## Materials provided
━━━━━━━━━━
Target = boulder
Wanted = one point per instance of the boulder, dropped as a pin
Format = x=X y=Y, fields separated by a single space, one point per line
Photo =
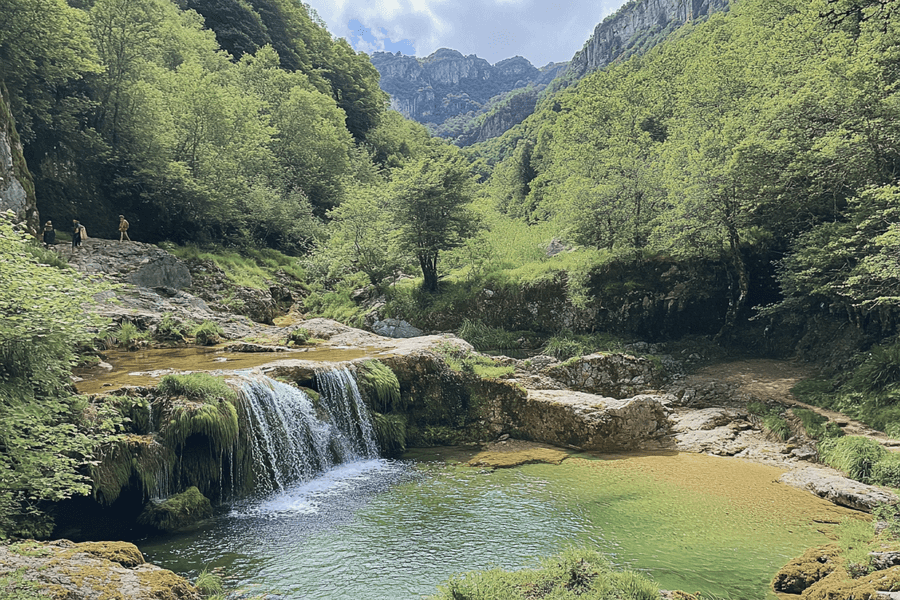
x=831 y=485
x=396 y=328
x=92 y=571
━━━━━━━━━━
## To do
Repeat word for word, leaving out the pictures, each line of the records from the line that holds "Format = x=X" through the final one.

## Answer for the task
Format = x=X y=Y, fields separated by a single space, one point per line
Photo =
x=831 y=485
x=396 y=328
x=92 y=571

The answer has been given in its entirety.